Stored data entries:
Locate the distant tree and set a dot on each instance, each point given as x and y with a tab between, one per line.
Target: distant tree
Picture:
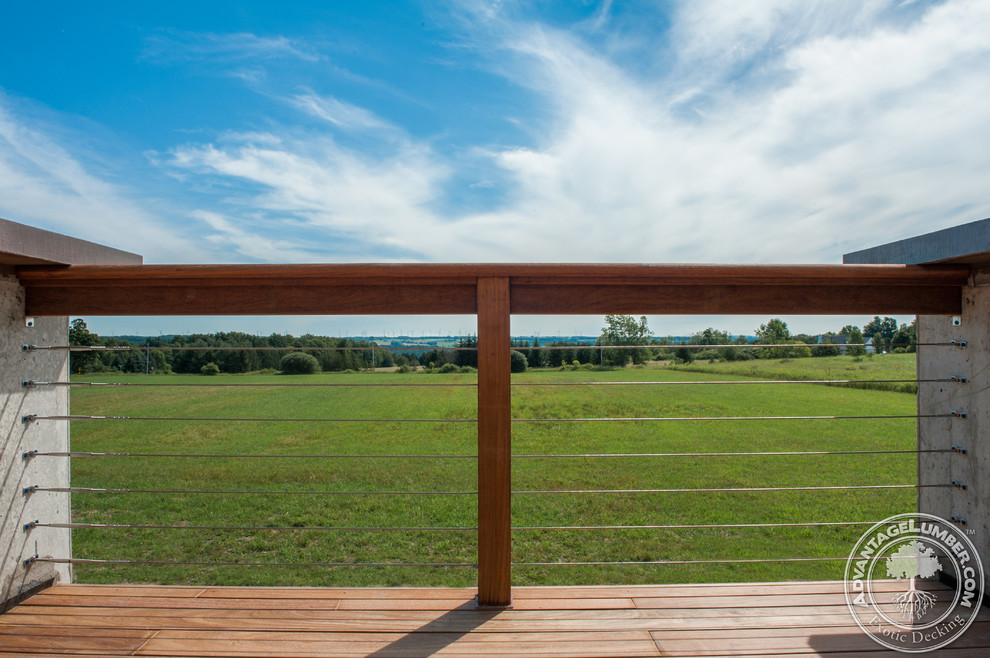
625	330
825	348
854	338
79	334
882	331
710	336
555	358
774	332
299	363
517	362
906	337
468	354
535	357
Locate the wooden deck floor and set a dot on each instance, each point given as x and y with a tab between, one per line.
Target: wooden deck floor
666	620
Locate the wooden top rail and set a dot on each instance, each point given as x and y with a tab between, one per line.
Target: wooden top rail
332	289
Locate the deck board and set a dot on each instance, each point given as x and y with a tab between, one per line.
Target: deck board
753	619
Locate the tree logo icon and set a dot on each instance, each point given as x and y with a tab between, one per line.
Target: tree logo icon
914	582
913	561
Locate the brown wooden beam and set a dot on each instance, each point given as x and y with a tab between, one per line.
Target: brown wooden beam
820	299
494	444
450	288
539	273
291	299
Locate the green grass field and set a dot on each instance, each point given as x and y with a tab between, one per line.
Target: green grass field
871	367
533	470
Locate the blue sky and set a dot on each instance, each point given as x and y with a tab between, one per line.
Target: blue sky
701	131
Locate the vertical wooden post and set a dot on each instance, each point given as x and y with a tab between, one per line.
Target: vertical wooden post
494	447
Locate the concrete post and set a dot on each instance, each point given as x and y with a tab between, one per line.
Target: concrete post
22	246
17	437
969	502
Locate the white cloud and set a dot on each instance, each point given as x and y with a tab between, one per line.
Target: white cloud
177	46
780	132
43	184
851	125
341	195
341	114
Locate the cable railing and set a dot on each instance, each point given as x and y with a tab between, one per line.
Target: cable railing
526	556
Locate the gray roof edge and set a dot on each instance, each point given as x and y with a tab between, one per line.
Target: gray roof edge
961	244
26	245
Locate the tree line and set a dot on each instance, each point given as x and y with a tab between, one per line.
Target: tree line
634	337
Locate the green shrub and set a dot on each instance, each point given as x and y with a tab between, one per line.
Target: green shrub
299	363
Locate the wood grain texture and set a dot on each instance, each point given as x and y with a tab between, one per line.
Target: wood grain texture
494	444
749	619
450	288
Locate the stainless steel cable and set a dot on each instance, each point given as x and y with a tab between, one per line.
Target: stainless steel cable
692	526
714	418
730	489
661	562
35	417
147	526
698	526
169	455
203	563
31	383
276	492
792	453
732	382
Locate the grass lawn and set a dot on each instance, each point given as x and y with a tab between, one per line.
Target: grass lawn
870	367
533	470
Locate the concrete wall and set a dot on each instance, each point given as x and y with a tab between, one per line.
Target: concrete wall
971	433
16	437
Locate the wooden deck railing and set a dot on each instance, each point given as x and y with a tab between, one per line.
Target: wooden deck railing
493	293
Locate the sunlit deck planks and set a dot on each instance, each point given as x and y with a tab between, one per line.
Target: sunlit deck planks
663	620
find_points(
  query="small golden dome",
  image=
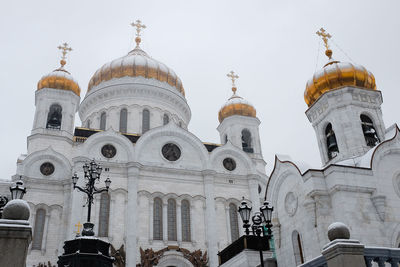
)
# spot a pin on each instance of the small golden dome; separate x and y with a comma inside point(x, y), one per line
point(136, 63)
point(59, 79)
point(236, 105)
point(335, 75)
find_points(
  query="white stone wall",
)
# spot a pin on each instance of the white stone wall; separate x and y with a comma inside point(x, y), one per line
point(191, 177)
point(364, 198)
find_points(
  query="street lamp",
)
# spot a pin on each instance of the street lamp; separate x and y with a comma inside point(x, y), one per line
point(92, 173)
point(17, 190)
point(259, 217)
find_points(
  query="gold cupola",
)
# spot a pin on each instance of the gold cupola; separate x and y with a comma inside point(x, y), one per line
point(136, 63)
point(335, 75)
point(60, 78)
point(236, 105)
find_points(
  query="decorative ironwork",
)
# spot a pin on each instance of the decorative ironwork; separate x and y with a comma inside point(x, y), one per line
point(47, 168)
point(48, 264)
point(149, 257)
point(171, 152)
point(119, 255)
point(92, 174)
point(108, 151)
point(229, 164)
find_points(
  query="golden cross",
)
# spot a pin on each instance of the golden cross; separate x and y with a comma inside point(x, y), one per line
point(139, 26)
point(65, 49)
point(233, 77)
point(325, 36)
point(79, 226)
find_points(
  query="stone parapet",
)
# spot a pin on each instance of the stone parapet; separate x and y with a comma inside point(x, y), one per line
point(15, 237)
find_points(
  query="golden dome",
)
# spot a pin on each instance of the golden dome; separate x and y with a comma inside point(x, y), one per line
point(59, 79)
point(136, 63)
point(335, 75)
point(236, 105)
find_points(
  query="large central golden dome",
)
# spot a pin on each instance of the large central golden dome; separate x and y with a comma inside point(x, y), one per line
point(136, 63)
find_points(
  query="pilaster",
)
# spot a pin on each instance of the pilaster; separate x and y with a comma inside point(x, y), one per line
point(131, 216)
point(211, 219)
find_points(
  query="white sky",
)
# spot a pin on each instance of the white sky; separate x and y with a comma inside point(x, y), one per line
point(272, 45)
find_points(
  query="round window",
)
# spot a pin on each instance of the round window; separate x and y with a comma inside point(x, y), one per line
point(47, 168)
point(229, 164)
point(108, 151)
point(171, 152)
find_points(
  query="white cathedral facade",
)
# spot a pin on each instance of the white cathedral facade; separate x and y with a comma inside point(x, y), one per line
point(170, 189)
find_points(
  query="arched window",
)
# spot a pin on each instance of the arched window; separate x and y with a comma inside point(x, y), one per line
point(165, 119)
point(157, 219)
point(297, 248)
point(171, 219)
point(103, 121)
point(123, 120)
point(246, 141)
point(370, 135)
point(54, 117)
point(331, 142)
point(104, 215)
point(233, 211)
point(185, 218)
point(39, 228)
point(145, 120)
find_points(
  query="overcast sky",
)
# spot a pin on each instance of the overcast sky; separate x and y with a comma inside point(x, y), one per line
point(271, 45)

### Instructions to follow
Reproduce every line above that contains the string "distant".

### Answer for this exercise
Locate the distant tree and set a dot on each instance, each point given as x and y with a tab between, one per line.
Target: distant tree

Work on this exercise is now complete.